This does not make testing pointless. It means that testing gives you increasing confidence, not certainty. The more diverse and deliberate your tests — covering typical cases, edge cases, and cases designed to stress the program's logic — the higher your justified confidence. Formal proof of correctness exists as a discipline (called formal verification), but for the programs in this course, well-designed testing is both sufficient and professionally standard.

2   The Five Types of Testing in This Course

Basic Idea

This course uses five types of testing. Each one answers a different question about your program.

Functional Testing

Does the program do what it is supposed to do? You run the program with a specific input and check whether the output matches what you expected. This is the most basic type of testing and the starting point for everything else.

Boundary Testing

Does the program handle the edges correctly? You test with values at the limits of what the program is designed to accept — the minimum, the maximum, zero, an empty list, the exact cutoff value in a condition. Bugs hide at boundaries more often than anywhere else.

User Testing

Can a real person use the program without your help? You give the program to someone who did not build it and watch them use it. You are looking for confusion, unexpected behaviour, and moments where they cannot figure out what to do. Their experience is evidence, not opinion.

Playtest Testing

Used specifically for games and interactive programs. A playtester plays the program without coaching from the developer. You observe what they do, what confuses them, what they try that you did not expect, and whether the experience is engaging. Playtesting is a specialised form of user testing with additional focus on feel, flow, and fun.

Regression Testing

Did a change you made break something that used to work? Whenever you add a feature, fix a bug, or refactor your code, you re-run your previous tests to check that nothing broke. A regression is a working feature that stops working after a change. Regression testing catches regressions before they reach a user.

At a Deeper Level

Each type of testing has a distinct focus, produces distinct evidence, and finds bugs the other types tend to miss:

TypeQuestion it answersWhat it findsWhat it misses
FunctionalDoes it produce the right output?Logic errors, incorrect calculations, wrong output formatEdge cases, usability problems, regressions
BoundaryDoes it handle the limits correctly?Off-by-one errors, missing validation, crashes on empty inputUsability problems, regressions after changes
UserCan someone else use it?Confusing prompts, unclear output, unexpected user behaviourCorrectness bugs the tester did not trigger, boundary failures
PlaytestIs the experience engaging and understandable?Pacing problems, unclear rules, features that are fun or not funCorrectness bugs, boundary cases, regressions
RegressionDid my changes break anything?Features that stopped working after a changeNew bugs in new code, usability problems

No single type of testing is sufficient on its own. A program that passes functional testing can still fail boundary testing. A program that passes all technical testing can still fail user testing because real users interact with it in ways the developer did not anticipate. A program that passed all tests last week can fail regression testing today because of a change made yesterday.

- **Dataset rows**:
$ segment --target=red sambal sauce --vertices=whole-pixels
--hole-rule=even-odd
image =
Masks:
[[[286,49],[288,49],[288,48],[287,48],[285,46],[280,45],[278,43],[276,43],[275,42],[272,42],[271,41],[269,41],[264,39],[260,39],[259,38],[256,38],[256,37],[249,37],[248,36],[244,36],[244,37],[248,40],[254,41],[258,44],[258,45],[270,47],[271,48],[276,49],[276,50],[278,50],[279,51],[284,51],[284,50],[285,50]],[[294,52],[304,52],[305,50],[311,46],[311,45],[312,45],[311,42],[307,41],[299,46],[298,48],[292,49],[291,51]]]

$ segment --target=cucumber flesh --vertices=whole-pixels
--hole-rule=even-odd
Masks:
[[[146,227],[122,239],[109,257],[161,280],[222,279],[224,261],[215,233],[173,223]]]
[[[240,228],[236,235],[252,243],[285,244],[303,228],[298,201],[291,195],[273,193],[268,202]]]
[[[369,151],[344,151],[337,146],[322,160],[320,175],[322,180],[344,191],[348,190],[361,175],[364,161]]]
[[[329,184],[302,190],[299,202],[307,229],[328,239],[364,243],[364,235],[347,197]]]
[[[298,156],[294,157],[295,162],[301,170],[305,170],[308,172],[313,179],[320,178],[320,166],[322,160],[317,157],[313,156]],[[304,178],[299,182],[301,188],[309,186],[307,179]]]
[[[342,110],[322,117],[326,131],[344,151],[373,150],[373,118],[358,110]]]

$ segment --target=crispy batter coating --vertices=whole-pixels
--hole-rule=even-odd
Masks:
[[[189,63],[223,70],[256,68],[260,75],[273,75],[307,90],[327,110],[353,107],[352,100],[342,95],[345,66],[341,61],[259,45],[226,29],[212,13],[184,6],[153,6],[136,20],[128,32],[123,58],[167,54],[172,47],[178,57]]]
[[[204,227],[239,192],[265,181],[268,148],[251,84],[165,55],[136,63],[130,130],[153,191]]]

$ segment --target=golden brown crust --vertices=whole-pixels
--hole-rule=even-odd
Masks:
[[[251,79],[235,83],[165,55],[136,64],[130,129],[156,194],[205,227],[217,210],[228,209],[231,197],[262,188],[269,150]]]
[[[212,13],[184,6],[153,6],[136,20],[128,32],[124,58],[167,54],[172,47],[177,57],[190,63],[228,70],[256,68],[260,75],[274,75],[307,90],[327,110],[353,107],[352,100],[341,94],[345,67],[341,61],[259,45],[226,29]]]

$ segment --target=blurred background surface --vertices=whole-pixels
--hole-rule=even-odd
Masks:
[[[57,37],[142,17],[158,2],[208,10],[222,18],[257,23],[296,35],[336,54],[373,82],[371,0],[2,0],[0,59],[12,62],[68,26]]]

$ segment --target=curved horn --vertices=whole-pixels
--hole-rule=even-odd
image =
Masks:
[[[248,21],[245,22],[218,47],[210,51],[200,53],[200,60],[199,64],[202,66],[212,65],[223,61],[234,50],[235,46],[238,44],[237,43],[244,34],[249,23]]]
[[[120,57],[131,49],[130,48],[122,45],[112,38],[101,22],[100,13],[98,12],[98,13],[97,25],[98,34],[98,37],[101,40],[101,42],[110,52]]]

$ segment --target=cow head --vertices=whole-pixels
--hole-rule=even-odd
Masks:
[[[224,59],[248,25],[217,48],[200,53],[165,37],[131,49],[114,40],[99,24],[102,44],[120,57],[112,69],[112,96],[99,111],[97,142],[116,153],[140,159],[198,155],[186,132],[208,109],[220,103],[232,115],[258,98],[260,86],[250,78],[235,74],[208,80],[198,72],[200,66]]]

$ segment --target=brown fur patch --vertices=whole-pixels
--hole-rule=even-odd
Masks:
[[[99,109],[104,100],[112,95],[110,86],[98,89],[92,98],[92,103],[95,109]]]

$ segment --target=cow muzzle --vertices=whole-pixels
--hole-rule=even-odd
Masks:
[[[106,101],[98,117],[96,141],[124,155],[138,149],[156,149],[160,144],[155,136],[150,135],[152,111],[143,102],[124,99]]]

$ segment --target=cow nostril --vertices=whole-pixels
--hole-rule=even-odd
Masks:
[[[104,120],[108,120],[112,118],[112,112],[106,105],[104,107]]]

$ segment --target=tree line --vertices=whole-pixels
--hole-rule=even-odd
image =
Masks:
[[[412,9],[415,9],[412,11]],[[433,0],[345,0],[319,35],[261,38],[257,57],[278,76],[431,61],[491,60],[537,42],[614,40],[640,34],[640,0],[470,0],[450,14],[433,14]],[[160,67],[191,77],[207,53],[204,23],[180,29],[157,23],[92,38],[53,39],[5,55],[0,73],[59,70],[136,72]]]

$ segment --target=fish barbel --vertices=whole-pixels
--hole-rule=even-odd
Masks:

- **Given problem A**:
Write out everything in the records from the line containing "--target=fish barbel --vertices=whole-pixels" down to the end of the records, with both of those lines included.
- **Given problem B**:
Carry the text on program testing forward from its last sentence.
The text on program testing has no connection to the records.

- **Task response A**:
$ segment --target=fish barbel --vertices=whole-pixels
--hole-rule=even-odd
Masks:

- **Task response B**:
At the Deepest Level

In professional software development, these categories map loosely onto a larger taxonomy. Functional and boundary testing are forms of black-box testing — you test the program's behaviour without looking at the internal code, only at inputs and outputs. This contrasts with white-box testing, where you design tests based on knowledge of the code's internal structure — making sure every branch of every conditional is exercised, for example.

User testing in professional contexts is part of usability testing and UX research — a discipline with its own methodologies for recruiting representative users, designing observation protocols, and analysing qualitative data. Playtesting is similarly established in the game industry, often conducted in dedicated labs with video recording and eye-tracking equipment. The techniques in this course are simplified versions of real professional practices.

3   Functional Testing in Practice

Basic Idea

A functional test has three parts: an input, an expected output, and the actual output. You run the program with the input, compare the actual output to the expected output, and record whether they match.

Writing the expected output before running the test is important. If you run first and then decide what the output means, you are not testing — you are rationalising. The expected output must come from your understanding of what the program should do, not from what the program happened to produce.

# Function under test
def classify_score(score):
    if score >= 70:
        return "Merit"
    elif score >= 50:
        return "Pass"
    else:
        return "Fail"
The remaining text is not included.